(Rows from a dataset)
## START
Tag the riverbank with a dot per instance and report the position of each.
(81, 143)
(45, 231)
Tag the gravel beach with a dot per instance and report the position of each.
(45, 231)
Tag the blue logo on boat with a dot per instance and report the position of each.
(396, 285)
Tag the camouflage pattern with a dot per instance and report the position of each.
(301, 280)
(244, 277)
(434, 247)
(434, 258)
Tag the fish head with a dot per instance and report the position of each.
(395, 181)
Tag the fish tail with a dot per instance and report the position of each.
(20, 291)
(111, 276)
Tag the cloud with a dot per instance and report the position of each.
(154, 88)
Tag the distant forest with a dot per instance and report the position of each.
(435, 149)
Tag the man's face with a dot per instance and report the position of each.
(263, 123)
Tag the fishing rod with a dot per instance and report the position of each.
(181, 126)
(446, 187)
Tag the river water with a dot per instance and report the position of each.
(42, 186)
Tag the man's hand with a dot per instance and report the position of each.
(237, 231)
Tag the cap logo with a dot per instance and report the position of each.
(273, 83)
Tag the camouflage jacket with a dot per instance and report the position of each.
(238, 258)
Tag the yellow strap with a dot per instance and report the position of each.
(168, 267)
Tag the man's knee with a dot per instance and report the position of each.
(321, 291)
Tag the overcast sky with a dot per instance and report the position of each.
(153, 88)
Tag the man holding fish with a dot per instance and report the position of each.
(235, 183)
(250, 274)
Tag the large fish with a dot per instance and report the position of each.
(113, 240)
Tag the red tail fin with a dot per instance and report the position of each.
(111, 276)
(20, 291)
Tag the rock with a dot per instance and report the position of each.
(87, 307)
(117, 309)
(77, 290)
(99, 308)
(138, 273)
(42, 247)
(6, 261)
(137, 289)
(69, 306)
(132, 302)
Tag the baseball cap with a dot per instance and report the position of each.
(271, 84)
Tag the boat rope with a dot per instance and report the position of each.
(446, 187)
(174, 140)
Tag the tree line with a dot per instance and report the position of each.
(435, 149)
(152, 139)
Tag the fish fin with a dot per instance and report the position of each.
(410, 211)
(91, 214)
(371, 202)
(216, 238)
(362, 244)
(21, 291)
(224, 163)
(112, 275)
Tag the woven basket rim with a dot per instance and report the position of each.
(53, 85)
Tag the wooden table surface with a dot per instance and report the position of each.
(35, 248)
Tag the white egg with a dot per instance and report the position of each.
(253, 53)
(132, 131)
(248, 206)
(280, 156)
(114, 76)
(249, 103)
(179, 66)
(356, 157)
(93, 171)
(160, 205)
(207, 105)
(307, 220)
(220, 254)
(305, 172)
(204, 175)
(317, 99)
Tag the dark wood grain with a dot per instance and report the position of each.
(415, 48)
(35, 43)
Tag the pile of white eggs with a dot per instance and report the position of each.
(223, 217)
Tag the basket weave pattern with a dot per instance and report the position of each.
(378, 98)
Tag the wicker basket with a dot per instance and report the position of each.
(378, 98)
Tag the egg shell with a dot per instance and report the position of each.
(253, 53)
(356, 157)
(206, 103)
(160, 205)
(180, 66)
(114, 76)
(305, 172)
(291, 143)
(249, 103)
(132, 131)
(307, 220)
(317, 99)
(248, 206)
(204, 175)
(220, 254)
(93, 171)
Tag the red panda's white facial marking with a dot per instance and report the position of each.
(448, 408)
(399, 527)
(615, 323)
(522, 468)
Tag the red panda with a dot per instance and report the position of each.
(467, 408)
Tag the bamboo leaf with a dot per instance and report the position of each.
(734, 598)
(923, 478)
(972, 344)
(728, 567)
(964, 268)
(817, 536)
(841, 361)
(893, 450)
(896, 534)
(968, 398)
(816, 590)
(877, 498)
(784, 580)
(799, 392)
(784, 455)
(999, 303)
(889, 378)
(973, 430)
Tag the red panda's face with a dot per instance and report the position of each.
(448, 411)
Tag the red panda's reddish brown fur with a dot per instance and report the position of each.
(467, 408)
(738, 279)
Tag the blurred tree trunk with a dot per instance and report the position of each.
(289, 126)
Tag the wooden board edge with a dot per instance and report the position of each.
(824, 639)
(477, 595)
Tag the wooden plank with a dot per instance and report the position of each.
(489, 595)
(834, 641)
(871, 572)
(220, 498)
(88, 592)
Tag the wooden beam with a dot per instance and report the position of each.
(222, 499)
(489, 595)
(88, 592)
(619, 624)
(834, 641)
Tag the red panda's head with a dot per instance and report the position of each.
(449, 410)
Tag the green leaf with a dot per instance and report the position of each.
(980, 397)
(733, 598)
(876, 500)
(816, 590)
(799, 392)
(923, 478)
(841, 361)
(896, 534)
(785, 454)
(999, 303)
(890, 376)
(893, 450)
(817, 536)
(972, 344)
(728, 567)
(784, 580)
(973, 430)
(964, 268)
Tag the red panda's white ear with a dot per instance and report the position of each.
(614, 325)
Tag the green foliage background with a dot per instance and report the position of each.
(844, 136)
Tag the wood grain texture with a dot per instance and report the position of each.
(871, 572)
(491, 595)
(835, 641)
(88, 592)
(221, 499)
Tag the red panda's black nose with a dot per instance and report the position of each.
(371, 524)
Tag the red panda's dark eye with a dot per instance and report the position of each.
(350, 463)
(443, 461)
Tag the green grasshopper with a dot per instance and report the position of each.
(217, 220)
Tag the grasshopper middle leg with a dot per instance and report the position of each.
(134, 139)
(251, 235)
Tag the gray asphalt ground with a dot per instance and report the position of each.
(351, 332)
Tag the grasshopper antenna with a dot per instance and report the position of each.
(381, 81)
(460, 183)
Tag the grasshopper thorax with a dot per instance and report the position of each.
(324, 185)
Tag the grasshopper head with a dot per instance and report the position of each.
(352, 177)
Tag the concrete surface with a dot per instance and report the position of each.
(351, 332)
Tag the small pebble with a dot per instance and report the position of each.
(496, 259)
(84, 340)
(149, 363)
## END
— Your task —
Turn all of the lines above into a numbered list, leaving out any blank lines.

— Answer —
1. Tag the riverbank with a dot per instance and report the position of each.
2. (81, 143)
3. (45, 231)
4. Tag the gravel beach with a dot per instance and report the position of each.
5. (45, 231)
6. Tag the blue logo on boat with a dot per instance and report the position of each.
7. (396, 285)
8. Tag the camouflage pattern with a dot per instance and report the position of each.
9. (301, 280)
10. (244, 277)
11. (434, 247)
12. (434, 258)
13. Tag the fish head with a dot per instance and report the position of each.
14. (395, 181)
15. Tag the fish tail with a dot per instance and report the position of each.
16. (20, 291)
17. (111, 276)
18. Tag the cloud with a dot per instance and report the position of each.
19. (154, 88)
20. Tag the distant forest with a dot per instance and report the position of each.
21. (435, 149)
22. Tag the man's face with a dot per instance and report the position of each.
23. (263, 123)
24. Tag the fishing rod with a dot per instance and report the position of each.
25. (181, 126)
26. (446, 187)
27. Tag the river water with a dot per instance and report the position of each.
28. (42, 186)
29. Tag the man's hand with a dot per instance and report the position of each.
30. (237, 231)
31. Tag the cap logo with a dot per instance and report the position of each.
32. (273, 83)
33. Tag the camouflage jacket with a dot per instance and report the position of each.
34. (238, 258)
35. Tag the yellow strap with a dot per instance and report the position of each.
36. (168, 267)
37. Tag the man's knee with a dot per instance and report the position of each.
38. (321, 291)
39. Tag the overcast sky with a dot per instance and report the position of each.
40. (153, 88)
41. Tag the man holding fish with a dot per instance and report the position of each.
42. (235, 183)
43. (250, 274)
44. Tag the large fish with a dot per instance and report the position of each.
45. (113, 240)
46. Tag the red tail fin with a dot per instance and report the position of each.
47. (111, 276)
48. (20, 291)
49. Tag the rock with a dot per instance and report the position of each.
50. (87, 307)
51. (117, 309)
52. (77, 290)
53. (99, 308)
54. (138, 273)
55. (42, 247)
56. (6, 261)
57. (137, 289)
58. (69, 306)
59. (132, 302)
60. Tag the baseball cap with a dot per instance and report the position of each.
61. (271, 84)
62. Tag the boat rope with a dot per instance and report the position of each.
63. (446, 187)
64. (174, 140)
65. Tag the tree line with a dot per instance and report the position of each.
66. (435, 149)
67. (152, 139)
68. Tag the fish fin with a dot per instance and report the position of each.
69. (410, 211)
70. (91, 214)
71. (371, 202)
72. (216, 238)
73. (362, 244)
74. (21, 291)
75. (224, 163)
76. (112, 275)
77. Tag the woven basket rim with a dot per instance and report the position of each.
78. (53, 85)
79. Tag the wooden table surface with a dot per instance and report the position of each.
80. (35, 248)
81. Tag the white egg with a dot per instance and report the position of each.
82. (253, 53)
83. (132, 131)
84. (248, 206)
85. (280, 156)
86. (114, 76)
87. (249, 103)
88. (179, 66)
89. (356, 157)
90. (93, 171)
91. (160, 205)
92. (207, 105)
93. (307, 220)
94. (220, 254)
95. (305, 172)
96. (204, 175)
97. (317, 99)
98. Tag the dark wood grain with a dot per instance and report the position of each.
99. (415, 48)
100. (35, 43)
101. Tag the pile of white eggs with a dot per instance and report the position of each.
102. (223, 217)
103. Tag the basket weave pattern with a dot per instance and report the position of each.
104. (378, 98)
105. Tag the wicker basket with a dot per instance and report the position of each.
106. (378, 98)
107. Tag the egg shell with a dot per instance and report the position of each.
108. (253, 53)
109. (356, 157)
110. (206, 103)
111. (160, 205)
112. (180, 66)
113. (114, 76)
114. (305, 172)
115. (291, 143)
116. (249, 103)
117. (132, 131)
118. (307, 220)
119. (317, 99)
120. (248, 206)
121. (204, 175)
122. (220, 254)
123. (93, 171)
124. Tag the red panda's white facial marking with a dot per instance and report the position of each.
125. (448, 408)
126. (399, 527)
127. (615, 323)
128. (522, 468)
129. Tag the red panda with a dot per instance and report the position of each.
130. (467, 408)
131. Tag the bamboo leaf with a dot per instance and report the position of each.
132. (734, 598)
133. (923, 478)
134. (972, 344)
135. (728, 567)
136. (964, 268)
137. (817, 536)
138. (841, 361)
139. (893, 450)
140. (896, 534)
141. (968, 398)
142. (816, 590)
143. (877, 498)
144. (784, 580)
145. (799, 392)
146. (784, 455)
147. (999, 303)
148. (889, 378)
149. (973, 430)
150. Tag the red panda's face with a dot per instance and report the position of each.
151. (448, 411)
152. Tag the red panda's reddish brown fur with a dot per instance and report the position of each.
153. (467, 408)
154. (738, 279)
155. Tag the blurred tree trunk with a dot per instance and report the position of each.
156. (289, 126)
157. Tag the wooden board edge with a dot per instance and report the position of each.
158. (824, 639)
159. (477, 595)
160. Tag the wooden plank with a dot per instance and report the position of each.
161. (489, 595)
162. (834, 641)
163. (871, 572)
164. (220, 498)
165. (88, 592)
166. Tag the wooden beam with a dot per instance and report the position of each.
167. (222, 499)
168. (489, 595)
169. (88, 592)
170. (619, 624)
171. (834, 641)
172. Tag the red panda's head with a dot per instance and report the position of each.
173. (449, 410)
174. Tag the green leaf with a dot per instance and report the position of each.
175. (980, 397)
176. (733, 598)
177. (876, 500)
178. (816, 590)
179. (799, 392)
180. (923, 478)
181. (841, 361)
182. (896, 534)
183. (785, 454)
184. (999, 303)
185. (890, 376)
186. (893, 450)
187. (817, 536)
188. (972, 344)
189. (728, 567)
190. (784, 580)
191. (973, 430)
192. (964, 268)
193. Tag the red panda's white ear with a dot per instance and report the position of each.
194. (614, 325)
195. Tag the green foliage background with a dot per instance and report the position of each.
196. (844, 136)
197. Tag the wood grain texture with a dot per instance and report the position of each.
198. (871, 572)
199. (491, 595)
200. (835, 641)
201. (88, 592)
202. (221, 499)
203. Tag the red panda's black nose with a dot per instance and report the position of each.
204. (371, 524)
205. Tag the red panda's dark eye with a dot per instance and report the position of each.
206. (350, 463)
207. (443, 461)
208. Tag the green grasshopper with a dot per instance and report the position of each.
209. (217, 220)
210. Tag the grasshopper middle leg with a dot per instance and report the position of each.
211. (134, 139)
212. (251, 235)
213. Tag the gray asphalt ground with a dot per instance and report the position of each.
214. (351, 332)
215. Tag the grasshopper antenna with a dot per instance and report the position of each.
216. (381, 81)
217. (460, 183)
218. Tag the grasshopper thorax with a dot per instance and report the position of each.
219. (324, 185)
220. Tag the grasshopper head with a dot per instance and report the position of each.
221. (352, 177)
222. Tag the concrete surface with a dot per instance and report the position of each.
223. (351, 332)
224. Tag the small pebble with a dot per instance and report the position of each.
225. (496, 259)
226. (84, 340)
227. (149, 363)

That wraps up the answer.